(TO DO): Would you count the lines in the entries below that contain "query"? Reply with the number only.

(SOURCE INFORMATION):

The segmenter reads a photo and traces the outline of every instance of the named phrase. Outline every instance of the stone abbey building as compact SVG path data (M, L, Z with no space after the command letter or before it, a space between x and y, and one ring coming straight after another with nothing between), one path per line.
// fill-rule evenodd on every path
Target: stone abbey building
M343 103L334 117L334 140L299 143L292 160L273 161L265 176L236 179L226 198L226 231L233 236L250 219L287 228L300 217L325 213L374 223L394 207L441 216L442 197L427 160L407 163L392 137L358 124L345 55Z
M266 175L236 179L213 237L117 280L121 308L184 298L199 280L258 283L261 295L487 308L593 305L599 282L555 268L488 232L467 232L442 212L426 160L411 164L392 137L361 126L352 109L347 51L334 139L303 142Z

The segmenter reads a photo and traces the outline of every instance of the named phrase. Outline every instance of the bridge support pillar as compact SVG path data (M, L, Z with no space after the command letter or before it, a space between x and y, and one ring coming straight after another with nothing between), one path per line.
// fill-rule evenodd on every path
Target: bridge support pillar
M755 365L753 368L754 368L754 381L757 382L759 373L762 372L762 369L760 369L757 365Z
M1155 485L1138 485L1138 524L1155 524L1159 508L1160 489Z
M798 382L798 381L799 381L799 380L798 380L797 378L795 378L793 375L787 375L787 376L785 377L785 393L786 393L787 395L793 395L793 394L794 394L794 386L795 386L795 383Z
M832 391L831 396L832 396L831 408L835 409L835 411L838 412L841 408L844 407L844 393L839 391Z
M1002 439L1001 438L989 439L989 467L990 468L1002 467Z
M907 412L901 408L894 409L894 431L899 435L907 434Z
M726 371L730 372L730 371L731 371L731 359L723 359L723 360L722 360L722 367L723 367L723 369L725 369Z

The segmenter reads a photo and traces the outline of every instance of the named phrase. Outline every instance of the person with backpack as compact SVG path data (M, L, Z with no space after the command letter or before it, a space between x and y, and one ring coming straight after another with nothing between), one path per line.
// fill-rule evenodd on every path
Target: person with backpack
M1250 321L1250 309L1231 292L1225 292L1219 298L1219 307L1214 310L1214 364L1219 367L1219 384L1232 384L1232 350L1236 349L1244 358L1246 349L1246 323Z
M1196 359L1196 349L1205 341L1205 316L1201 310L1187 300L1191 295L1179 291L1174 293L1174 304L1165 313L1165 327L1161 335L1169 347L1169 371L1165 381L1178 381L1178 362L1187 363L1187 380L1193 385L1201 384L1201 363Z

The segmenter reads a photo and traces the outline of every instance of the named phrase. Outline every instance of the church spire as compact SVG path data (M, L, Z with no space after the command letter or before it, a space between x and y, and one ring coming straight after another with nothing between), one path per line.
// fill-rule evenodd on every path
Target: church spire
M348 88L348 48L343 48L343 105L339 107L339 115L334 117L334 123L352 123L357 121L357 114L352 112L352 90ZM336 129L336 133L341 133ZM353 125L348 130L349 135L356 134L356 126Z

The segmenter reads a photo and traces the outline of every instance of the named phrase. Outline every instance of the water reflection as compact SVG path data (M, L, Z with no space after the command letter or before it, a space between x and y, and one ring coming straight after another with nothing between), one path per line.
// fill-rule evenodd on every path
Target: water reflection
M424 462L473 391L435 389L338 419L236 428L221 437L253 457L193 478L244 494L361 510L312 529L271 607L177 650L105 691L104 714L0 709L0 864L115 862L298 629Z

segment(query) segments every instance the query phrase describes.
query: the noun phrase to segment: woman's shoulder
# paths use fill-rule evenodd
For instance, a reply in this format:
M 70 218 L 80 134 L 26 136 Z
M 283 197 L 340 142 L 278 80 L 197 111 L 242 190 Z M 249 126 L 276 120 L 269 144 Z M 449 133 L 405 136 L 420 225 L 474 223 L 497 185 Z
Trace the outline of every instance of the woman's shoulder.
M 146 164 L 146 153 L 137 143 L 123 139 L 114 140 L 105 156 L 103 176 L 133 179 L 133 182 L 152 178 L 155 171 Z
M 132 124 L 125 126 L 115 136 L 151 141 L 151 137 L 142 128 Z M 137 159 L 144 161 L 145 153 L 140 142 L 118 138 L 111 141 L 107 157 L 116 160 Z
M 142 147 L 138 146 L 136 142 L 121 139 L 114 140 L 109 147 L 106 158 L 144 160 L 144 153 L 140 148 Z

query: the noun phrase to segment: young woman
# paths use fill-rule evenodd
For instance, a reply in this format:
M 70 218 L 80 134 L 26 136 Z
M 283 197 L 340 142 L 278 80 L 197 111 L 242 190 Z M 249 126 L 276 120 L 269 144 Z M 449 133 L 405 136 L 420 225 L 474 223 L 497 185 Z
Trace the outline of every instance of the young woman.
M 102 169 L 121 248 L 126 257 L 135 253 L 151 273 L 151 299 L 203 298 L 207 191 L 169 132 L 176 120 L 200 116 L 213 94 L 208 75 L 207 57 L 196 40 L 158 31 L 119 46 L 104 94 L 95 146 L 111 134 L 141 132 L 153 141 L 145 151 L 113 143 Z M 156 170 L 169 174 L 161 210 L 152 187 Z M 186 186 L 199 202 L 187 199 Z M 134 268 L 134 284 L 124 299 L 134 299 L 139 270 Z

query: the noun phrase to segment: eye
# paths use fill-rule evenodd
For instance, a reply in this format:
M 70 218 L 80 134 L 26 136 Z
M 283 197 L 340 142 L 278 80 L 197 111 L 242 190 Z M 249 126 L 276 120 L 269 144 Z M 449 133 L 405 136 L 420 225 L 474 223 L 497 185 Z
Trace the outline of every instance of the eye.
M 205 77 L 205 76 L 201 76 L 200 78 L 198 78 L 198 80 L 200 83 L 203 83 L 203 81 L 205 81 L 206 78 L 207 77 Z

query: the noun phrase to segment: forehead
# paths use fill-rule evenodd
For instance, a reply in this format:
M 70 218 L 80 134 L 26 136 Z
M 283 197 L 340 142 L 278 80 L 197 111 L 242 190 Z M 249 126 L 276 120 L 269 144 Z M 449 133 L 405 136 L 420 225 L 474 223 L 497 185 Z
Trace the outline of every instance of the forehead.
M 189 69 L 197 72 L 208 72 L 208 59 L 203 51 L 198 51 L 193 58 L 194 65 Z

(RESULT): 5